AIM OF THE EXERCISE - Determine how many lines in the entries below include "inside". The reply should be that number and nothing else.

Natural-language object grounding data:
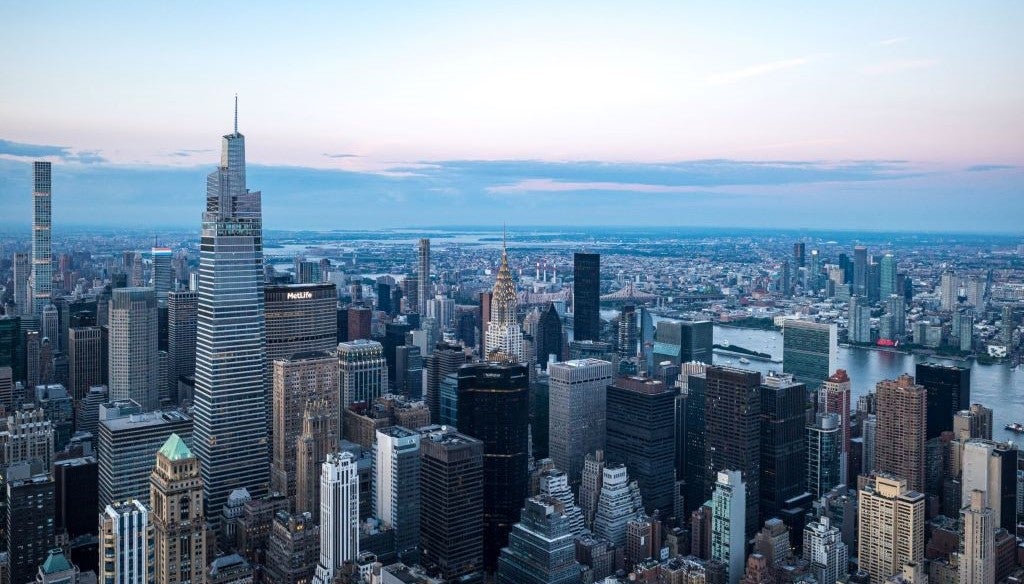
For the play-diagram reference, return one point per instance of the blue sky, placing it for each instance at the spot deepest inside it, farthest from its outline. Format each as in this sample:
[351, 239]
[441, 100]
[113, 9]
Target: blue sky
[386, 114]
==
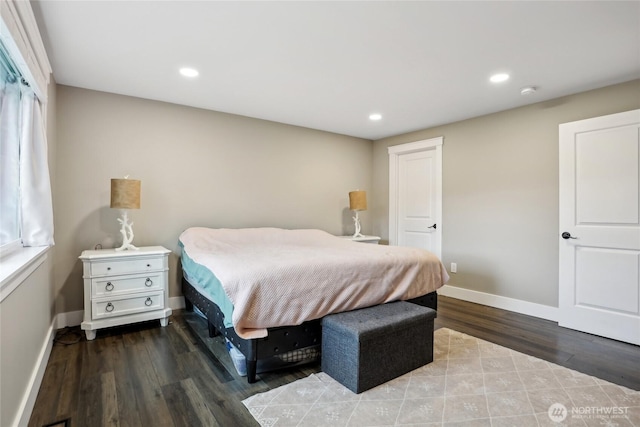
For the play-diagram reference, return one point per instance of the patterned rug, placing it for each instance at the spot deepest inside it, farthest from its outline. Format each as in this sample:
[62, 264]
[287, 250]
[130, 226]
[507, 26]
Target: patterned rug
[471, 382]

ANSWER BOX - 2